───── DATA LISTING

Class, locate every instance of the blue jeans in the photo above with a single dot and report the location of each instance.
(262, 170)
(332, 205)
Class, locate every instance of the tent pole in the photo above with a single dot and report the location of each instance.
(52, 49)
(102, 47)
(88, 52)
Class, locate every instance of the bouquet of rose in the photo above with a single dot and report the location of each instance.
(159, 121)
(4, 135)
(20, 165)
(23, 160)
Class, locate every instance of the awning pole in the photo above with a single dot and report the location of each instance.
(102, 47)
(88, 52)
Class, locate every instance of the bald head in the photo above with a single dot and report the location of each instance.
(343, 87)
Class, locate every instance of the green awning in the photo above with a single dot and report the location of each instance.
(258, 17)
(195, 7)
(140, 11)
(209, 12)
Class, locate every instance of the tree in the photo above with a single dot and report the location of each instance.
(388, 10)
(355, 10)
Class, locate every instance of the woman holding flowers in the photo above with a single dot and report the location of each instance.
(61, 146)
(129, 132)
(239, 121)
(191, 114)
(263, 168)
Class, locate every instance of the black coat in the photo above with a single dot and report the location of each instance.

──────────

_WHAT THE TASK ASKS_: Copy every one of the records above word for word, keeping their original order.

_COMPLETED TASK_:
Class, locate every instance of the blue jeans in the photo above with a single dot and report the location of each instance.
(262, 170)
(332, 205)
Class, locate every instance of the tent pole in the photo above with a single dot and report the location of each instance.
(52, 49)
(102, 47)
(88, 52)
Class, locate every instance of the bouquet of rose in the photo above with a single dot and report the location of each instance.
(159, 121)
(4, 135)
(20, 165)
(23, 160)
Class, locate every instance of the awning pole in the photo above with a single dot and report the location of each instance.
(102, 47)
(88, 52)
Class, locate every instance of the bald head in the photo above with a single dot and report the location of each instance.
(343, 87)
Class, locate every instance of the green awning in the photo above with a single dot and report the location of each instance.
(258, 17)
(195, 7)
(140, 11)
(209, 12)
Class, locate every instance of the tree in the photo above with a single dot and report the location of each instance.
(388, 10)
(355, 10)
Class, locate every instance of the woman holding flowers in the photo above with a single dot and report the location of each instance.
(61, 146)
(129, 132)
(239, 121)
(191, 114)
(263, 168)
Class, locate every instance of the black coat in the photo above with a single dot and report the location of each instance.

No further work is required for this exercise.